### Parts of the exercise
(1) Write out the rclone retry thread word for word, from "So why is the" up to and including "the source returns.".
(2) Continue the forum thread about rclone retries from the point where it stops.

======== Quoted passage

So why is the retry 10 and is there somewhere I can change it?

zambet · August 28, 2021, 11:29am

Ah! This works for the Rclone mount giving an I/O error and also answering future file requests when the source returns.

--low-level-retries NUMBER

This controls the number of low level retries rclone does.

A low level retry is used to retry a failing operation - typically one HTTP request. This might be uploading a chunk of a big file for example. You will see low level retries in the log with the -v flag.

This shouldn't need to be changed from the default in normal operations. However, if you get a lot of low level retries you may wish to reduce the value so rclone moves on to a high level retry (see the --retries flag) quicker.

Disable low level retries with --low-level-retries 1.

Is there any way to support the same in the Docker volume driver?

zambet · August 28, 2021, 12:07pm

Got it!

docker plugin install rclone/docker-volume-rclone:latest --grant-all-permissions --alias rclone

docker plugin disable rclone

docker plugin set rclone RCLONE_VERBOSE=2 args="--vfs-cache-mode=writes --allow-other --low-level-retries=1 --timeout=1s --contimeout=1s --retries=2"

================
======== Available data

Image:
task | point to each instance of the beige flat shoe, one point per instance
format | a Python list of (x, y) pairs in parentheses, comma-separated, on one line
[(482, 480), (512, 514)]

================

### Results for the exercise
(1)
So why is the retry 10 and is there somewhere I can change it?

zambet · August 28, 2021, 11:29am

Ah! This works for the Rclone mount giving an I/O error and also answering future file requests when the source returns.

(2)
docker plugin enable rclone

docker volume create n3cached4 -d rclone -o remote=node3sftp: -o poll-interval=0 -o vfs-cache-mode=full -o allow-other=true -o vfs-cache-max-size=15G -o dir-cache-time=0

docker run --rm -it -v n3cached4:/n3 --workdir /n3 ubuntu:latest bash

*Those retries I will look again with fresh eyes and see if they need tweaking but it's working and instantly responds with an I/O error in the docker container

system · October 28, 2021, 8:07am

This topic was automatically closed 60 days after the last reply. New replies are no longer allowed.